= Aufgaben =
**a.** Welche Zeitangaben mit einer Jahreszahl kommen im Text über die Gardinenfabrik Fritz Bergmann vor? Nenne alle.
**b.** Führe den Text über die Gardinenfabrik Fritz Bergmann im Anschluss an seinen letzten Satz weiter.

──────── Auszug

Fritz Bergmann, Plauen, Vogtl., Fabrik deutscher Gardinen
Der Inhaber dieser Firma vertauschte zu Ende des Jahres 1868 seine hannoversche Heimat mit dem ihm, von seinen Geschäftsreisen her bereits lieb gewordenen Sachsenland und speziell Plauen, indem er mit Hermann Wagner unter der Firma Wagner & Bergmann daselbst ein Fabrikgeschäft weißbaumwollener Waren gründete, welches sich zwar in den ersten Jahren gut entwickelte, dann aber nicht mehr recht reüssierte, weshalb die Firma im April 1883 aufgelöst wurde.
Erst als vom 1. Mai 1883 ab das Geschäft unter der Firma Fritz Bergmann, als ein Spezial-Gardinen-Fabrikations-Geschäft eingerichtet und betrieben wurde und der Inhaber die glückliche Idee hatte, gewebte Tüllgardinen creme und farbig bemalen und besticken zu lassen und so einen ganz neuen Artikel herzustellen, den vorher niemand in Deutschland fabriziert hatte, erst von da ab wurden die Erzeugnisse der Firma bekannt und so begehrt, daß die Fabrikation von Jahr zu Jahr vergrößert werden mußte und im laufenden Jahre durch Gründung einer Filiale in Untersachsenberg an der sächsisch-böhmischen Grenze noch eine wesentliche Ausdehnung erhielt.
Der bedeutende Erfolg, den die Firma in so verhältnismäßig kurzer Zeit auf allen Märkten der Erde und zwar hauptsächlich französischen und schweizer Erzeugnissen gegenüber errang, beruht in der Hauptsache auf Herstellung geschmackvoller Muster und schöner Farbenzusammenstellung.

────────────────
──────── Bereitgestellte Daten

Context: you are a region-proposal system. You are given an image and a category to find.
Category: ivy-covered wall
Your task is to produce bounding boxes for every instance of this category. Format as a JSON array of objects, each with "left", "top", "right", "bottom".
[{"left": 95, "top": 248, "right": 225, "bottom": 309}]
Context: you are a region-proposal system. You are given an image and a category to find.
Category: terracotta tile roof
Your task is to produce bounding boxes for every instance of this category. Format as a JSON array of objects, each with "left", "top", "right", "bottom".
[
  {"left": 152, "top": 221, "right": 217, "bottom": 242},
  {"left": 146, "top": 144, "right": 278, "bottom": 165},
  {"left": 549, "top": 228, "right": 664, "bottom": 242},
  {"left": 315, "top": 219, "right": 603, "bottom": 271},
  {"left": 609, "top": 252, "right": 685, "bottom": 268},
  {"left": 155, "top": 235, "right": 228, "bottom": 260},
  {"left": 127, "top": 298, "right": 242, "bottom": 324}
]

────────────────

= Ergebnisse je Aufgabe =
**a.**
- Ende des Jahres 1868
- April 1883
- 1. Mai 1883

**b.**
In dieser Beziehung ist die allgewaltige Mode, die erst in dem letzten Jahrzehnt für Gardinen überhaupt Farben zuläßt, dem Geschäftsgange der Firma sehr förderlich gewesen.
Die Firma bringt mit Vorliebe fortlaufend neue Artikel in Gardinen, Stores, Vitrages und Decken in farbiger Ausführung in den Handel, wovon die Musterzeichnungen im eigenen Atelier von künstlerisch gebildeten Zeichnern entworfen werden, und repräsentieren die Erzeugnisse mit das Beste und Schönste, was in diesen Artikeln überhaupt fabriziert wird.
Der Absatz der Fabrikate wird, was Europa betrifft, durch Reisende, die die Firma aussendet, vermittelt; außerdem unterhält die Firma 38 Vertreter, von denen alle kultivierten Länder der Erde bereist werden.
Die bei der Herstellung der verschiedenen Artikel nötigen Arbeiten setzen sich zusammen aus Handarbeiten, die in den um Plauen liegenden Dörfern ausgeführt werden, ferner aus Arbeiten, [Ξ] die in eigenen großen geschlossenen Räumen mittels der Kurbelstick- oder Tambourier-Maschinen ausgeführt werden. In ersterer Weise beschäftigt die Firma ca. 200 und in letzterer Weise ca. 300, größtenteils weibliche Arbeiter.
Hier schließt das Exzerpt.